Text for analysis:
S.A. Sajedi, S.E. Mohammadianinejad, N. Majdinasab, F. Abdollahi, M. Masoudi Moqaddam, F. Sadr
Background: Evidences from cultured cells and animal models of ischemia suggested that lithium has neuroprotective and neurotrophic effects and may play a desirable role in reducing infarct volume and improving the brain insults from stroke.
Objective: The aim of the study was t/INS;o evaluate the efficacy of lithium in motor recovery after ischemic stroke with focus on distal upper limb motor recovery.
Material and methods: This was a placebo-controlled, double-blind, and randomized clinical trial on 80 patients with first ever stroke, allocated randomly in lithium 300 mg/twice daily or placebo. Treatment was initiated 48 h after stroke and continued for 30 days. Modified National Institute of Health Stroke Scale (mNIHSS) and hand subsection of Fugl-Meyer Assessment (hFMA) were used to evaluate impairment on the 5th and 30th of treatment.
Results: 66 subjects completed the study, including 32 subjects in lithium and 34 in placebo group. In general, there were no statistically significant difference in the improvement in mNIHSS (p = 0.40) and hFMA (p = 0.07) after 30 days. However, a subgroup analysis showed that patients with cortical strokes in lithium group had significantly better improvement in both mNIHSS and hFMA in comparison to placebo group (p = 0.003). About 44% (n = 14) of patients in lithium group, mainly from cortical stroke subgroup, regained more than 25% of full function based on hFMA, while this rate in placebo group was 14.7% (n = 5)(p = 0.009).
Conclusion: We observed some promising effect from lithium in enhancing recovery in cortical sub-group of ischemic stroke. Larger trial with more cortical stroke patients is needed to better investigate this effect.

Information provided:
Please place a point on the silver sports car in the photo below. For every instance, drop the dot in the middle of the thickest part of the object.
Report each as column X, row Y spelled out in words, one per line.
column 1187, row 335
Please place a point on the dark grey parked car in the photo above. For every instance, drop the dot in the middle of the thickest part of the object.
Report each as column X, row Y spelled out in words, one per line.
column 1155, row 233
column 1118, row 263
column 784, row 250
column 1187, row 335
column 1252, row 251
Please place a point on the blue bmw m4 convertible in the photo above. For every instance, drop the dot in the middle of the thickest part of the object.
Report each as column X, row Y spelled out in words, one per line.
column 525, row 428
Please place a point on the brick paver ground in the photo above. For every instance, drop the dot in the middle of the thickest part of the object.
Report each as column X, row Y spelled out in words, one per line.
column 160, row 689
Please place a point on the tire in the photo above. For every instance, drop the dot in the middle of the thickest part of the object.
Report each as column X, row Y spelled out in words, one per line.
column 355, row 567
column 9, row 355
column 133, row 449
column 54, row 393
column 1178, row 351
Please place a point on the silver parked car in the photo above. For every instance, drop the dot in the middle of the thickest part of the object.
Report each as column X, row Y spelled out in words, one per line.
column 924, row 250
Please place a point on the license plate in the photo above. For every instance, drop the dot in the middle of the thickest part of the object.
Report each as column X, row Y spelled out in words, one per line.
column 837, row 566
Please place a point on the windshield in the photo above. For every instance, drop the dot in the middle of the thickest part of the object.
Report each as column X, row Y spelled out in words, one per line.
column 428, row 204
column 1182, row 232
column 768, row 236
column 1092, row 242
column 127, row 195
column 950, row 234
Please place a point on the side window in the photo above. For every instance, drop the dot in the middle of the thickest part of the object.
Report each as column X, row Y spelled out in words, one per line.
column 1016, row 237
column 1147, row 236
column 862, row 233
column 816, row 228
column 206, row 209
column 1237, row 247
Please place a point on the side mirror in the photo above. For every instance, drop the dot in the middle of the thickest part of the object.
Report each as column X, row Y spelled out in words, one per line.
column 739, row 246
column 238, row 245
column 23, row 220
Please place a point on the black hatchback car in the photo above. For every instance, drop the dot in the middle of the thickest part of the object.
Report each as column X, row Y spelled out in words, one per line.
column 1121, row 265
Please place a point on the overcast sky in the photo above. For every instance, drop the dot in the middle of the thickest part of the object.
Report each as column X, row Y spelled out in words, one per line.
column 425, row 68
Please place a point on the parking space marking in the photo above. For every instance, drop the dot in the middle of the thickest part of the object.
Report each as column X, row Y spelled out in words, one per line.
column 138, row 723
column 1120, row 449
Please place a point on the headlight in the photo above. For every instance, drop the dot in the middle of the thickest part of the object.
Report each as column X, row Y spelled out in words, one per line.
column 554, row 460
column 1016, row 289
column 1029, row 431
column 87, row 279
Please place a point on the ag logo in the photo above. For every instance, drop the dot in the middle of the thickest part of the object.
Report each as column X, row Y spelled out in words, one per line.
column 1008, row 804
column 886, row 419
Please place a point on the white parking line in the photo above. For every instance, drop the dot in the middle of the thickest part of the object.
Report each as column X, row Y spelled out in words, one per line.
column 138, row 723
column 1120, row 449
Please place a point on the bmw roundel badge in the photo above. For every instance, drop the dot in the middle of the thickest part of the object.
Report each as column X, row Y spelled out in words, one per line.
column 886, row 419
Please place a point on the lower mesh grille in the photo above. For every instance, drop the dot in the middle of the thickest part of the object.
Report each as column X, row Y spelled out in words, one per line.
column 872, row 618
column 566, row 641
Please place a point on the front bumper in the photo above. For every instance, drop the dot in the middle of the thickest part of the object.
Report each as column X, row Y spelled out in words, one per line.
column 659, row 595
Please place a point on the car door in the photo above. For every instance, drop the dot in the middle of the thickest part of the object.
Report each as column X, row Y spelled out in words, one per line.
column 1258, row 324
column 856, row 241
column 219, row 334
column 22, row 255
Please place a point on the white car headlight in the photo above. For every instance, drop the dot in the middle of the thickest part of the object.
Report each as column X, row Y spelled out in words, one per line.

Brief A:
List the section headings that divide the abstract on lithium and stroke recovery, in the order they appear.
Brief B:
Quote the lithium stroke abstract word for word from "Results: 66 subjects" to "investigate this effect.".

Expected output A:
Background, Objective, Material and methods, Results, Conclusion

Expected output B:
Results: 66 subjects completed the study, including 32 subjects in lithium and 34 in placebo group. In general, there were no statistically significant difference in the improvement in mNIHSS (p = 0.40) and hFMA (p = 0.07) after 30 days. However, a subgroup analysis showed that patients with cortical strokes in lithium group had significantly better improvement in both mNIHSS and hFMA in comparison to placebo group (p = 0.003). About 44% (n = 14) of patients in lithium group, mainly from cortical stroke subgroup, regained more than 25% of full function based on hFMA, while this rate in placebo group was 14.7% (n = 5)(p = 0.009).
Conclusion: We observed some promising effect from lithium in enhancing recovery in cortical sub-group of ischemic stroke. Larger trial with more cortical stroke patients is needed to better investigate this effect.